### Ejercicio propuesto 1
¿Puedes reproducir completo y sin ningún cambio el fragmento sobre las caminatas de Madrid a Nueva York que aparece a continuación?

### Fragmento del texto
Las caminatas madrileñas enlazan con una segunda parte del libro cuyo escenario se sitúa en Nueva York y que ahora tienen un objetivo preciso, atravesar la ciudad desde el sur de Manhattan hasta la casa en el Bronx donde vivió Edgar Allan Poe. Un personaje misterioso en un banco de la metrópoli americana insta a una asociación con el evanescente sujeto que hemos encontrado en el Café Comercial. Un elemento novelesco, una especie de personaje imaginario, distinto del autor y de los plurales narradores de imprecisa entidad, cobra en esta parte una relevante entidad. Ahora el texto se apresta a condensar o consumar su sentido global poniendo en práctica las especulaciones de la parte primera, una especie de ejemplificación de la nueva ciencia llamada «deambulología». El relato conjuga la primera y la segunda persona narrativas y esa mezcla permite juntar la voz analítica y la voz apasionada.

(Entradas de la colección)
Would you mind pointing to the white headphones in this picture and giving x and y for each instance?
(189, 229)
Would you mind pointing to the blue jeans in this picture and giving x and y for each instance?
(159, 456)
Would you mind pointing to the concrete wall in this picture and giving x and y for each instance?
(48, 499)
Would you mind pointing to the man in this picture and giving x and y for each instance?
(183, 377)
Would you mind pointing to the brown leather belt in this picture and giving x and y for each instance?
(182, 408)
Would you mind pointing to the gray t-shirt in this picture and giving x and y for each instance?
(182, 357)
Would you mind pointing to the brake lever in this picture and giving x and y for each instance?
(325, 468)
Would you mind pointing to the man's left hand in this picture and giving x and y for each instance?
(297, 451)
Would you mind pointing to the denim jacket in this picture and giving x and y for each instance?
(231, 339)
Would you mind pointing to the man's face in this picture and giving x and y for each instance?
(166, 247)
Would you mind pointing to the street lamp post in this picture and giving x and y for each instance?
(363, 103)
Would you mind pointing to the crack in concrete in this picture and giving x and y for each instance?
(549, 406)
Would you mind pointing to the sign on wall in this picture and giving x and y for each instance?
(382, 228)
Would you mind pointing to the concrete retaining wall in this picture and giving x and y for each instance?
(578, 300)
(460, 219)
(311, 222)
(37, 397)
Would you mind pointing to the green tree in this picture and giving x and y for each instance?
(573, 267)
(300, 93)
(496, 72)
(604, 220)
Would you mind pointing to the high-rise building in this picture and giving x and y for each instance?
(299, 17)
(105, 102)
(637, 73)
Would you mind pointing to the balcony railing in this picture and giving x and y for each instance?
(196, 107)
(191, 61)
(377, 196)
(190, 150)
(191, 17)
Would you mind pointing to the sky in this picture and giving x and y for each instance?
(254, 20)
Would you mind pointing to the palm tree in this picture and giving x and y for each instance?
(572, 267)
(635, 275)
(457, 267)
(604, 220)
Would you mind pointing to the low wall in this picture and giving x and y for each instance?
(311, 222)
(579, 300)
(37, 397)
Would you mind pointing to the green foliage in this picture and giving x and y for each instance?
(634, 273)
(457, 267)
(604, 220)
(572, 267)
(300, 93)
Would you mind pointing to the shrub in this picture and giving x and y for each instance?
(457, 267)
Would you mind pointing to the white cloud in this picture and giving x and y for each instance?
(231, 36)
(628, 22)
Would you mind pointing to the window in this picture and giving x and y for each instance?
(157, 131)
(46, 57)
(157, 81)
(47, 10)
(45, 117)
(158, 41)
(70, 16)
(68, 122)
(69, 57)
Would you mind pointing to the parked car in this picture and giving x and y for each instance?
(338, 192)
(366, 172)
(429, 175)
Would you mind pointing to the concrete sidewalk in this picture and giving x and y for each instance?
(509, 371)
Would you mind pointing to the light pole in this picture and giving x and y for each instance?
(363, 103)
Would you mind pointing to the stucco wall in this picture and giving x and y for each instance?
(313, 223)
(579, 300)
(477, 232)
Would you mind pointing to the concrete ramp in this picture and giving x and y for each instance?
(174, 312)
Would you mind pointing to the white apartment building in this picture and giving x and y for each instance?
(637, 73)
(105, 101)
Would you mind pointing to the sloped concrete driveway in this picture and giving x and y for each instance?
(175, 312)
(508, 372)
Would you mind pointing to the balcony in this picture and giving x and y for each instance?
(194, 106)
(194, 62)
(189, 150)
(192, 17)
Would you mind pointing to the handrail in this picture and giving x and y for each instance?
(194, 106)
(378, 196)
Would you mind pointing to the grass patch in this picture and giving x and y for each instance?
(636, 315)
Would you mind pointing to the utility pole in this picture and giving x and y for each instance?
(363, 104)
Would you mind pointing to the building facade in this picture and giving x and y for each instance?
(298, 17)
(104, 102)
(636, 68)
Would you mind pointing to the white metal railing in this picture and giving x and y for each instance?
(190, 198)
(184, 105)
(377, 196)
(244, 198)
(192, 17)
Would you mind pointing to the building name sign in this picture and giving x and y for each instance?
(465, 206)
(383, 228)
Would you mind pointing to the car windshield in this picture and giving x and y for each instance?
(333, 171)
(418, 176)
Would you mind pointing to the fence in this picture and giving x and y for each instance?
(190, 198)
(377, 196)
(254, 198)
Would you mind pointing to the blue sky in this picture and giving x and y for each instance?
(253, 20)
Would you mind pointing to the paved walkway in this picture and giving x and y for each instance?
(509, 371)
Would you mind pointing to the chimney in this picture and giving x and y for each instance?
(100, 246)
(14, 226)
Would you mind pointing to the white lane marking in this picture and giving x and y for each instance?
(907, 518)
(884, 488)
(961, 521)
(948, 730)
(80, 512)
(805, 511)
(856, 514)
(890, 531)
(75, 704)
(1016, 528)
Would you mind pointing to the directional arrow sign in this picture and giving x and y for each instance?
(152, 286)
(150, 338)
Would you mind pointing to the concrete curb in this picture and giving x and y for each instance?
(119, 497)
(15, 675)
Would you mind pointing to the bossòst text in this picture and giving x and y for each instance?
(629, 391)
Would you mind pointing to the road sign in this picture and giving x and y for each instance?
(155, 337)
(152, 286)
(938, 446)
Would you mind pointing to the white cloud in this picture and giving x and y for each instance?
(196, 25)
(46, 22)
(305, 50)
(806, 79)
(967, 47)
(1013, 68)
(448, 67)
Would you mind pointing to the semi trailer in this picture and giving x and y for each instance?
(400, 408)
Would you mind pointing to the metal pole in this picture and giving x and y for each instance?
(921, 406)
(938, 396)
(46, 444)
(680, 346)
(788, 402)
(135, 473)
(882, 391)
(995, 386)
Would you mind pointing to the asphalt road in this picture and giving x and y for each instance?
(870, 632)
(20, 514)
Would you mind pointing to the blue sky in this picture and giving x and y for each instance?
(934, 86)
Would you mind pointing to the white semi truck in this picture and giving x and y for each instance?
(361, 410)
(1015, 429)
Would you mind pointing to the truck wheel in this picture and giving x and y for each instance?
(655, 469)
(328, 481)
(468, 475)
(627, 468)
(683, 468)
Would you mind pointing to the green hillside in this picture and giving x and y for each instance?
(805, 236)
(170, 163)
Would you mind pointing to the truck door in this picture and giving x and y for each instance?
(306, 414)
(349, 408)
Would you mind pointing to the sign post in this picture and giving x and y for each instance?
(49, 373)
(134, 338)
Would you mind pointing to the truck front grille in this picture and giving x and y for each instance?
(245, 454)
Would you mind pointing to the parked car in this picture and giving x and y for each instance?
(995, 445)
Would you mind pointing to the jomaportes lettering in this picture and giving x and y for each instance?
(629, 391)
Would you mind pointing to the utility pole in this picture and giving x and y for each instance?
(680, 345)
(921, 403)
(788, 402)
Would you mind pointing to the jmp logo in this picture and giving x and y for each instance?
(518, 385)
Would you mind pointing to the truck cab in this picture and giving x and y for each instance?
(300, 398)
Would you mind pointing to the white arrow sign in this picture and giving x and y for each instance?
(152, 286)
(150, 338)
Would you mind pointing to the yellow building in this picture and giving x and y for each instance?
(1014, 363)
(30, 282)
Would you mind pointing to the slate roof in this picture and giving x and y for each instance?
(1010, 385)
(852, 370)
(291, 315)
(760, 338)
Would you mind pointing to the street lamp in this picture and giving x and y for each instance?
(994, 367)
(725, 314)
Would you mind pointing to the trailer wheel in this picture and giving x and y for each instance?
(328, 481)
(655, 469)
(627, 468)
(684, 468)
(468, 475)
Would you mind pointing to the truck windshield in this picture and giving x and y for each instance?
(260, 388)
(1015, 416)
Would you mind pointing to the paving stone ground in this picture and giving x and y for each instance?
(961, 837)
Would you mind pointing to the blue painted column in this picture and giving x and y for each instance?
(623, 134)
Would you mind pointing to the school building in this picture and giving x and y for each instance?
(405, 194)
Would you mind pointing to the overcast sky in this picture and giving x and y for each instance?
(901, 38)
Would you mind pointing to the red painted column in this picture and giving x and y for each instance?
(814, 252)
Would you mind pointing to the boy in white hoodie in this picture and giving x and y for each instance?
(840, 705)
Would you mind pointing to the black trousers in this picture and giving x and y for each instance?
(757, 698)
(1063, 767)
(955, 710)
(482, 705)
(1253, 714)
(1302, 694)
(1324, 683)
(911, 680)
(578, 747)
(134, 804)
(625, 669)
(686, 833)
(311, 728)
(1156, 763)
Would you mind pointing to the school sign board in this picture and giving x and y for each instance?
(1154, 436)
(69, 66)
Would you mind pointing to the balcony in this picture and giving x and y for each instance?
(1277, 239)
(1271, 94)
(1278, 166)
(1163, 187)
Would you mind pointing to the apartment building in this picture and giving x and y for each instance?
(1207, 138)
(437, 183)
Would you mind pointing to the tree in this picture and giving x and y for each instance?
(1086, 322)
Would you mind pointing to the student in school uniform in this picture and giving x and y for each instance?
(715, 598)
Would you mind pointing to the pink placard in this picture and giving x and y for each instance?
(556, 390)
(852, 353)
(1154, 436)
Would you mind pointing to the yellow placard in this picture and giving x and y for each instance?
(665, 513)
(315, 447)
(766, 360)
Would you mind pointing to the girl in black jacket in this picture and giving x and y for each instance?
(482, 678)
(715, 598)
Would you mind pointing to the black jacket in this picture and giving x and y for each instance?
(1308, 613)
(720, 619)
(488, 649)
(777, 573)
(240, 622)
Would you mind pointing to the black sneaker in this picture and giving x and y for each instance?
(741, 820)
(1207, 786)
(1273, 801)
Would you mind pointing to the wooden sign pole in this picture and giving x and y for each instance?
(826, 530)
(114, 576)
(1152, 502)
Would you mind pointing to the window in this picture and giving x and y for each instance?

### Ejercicio propuesto 2
¿Cuáles de las filas de arriba contienen la palabra "road"? Selecciónalas y cópialas todas.

### Resultado 1
Las caminatas madrileñas enlazan con una segunda parte del libro cuyo escenario se sitúa en Nueva York y que ahora tienen un objetivo preciso, atravesar la ciudad desde el sur de Manhattan hasta la casa en el Bronx donde vivió Edgar Allan Poe. Un personaje misterioso en un banco de la metrópoli americana insta a una asociación con el evanescente sujeto que hemos encontrado en el Café Comercial. Un elemento novelesco, una especie de personaje imaginario, distinto del autor y de los plurales narradores de imprecisa entidad, cobra en esta parte una relevante entidad. Ahora el texto se apresta a condensar o consumar su sentido global poniendo en práctica las especulaciones de la parte primera, una especie de ejemplificación de la nueva ciencia llamada «deambulología». El relato conjuga la primera y la segunda persona narrativas y esa mezcla permite juntar la voz analítica y la voz apasionada.

### Resultado 2
Would you mind pointing to the road sign in this picture and giving x and y for each instance?
Would you mind pointing to the asphalt road in this picture and giving x and y for each instance?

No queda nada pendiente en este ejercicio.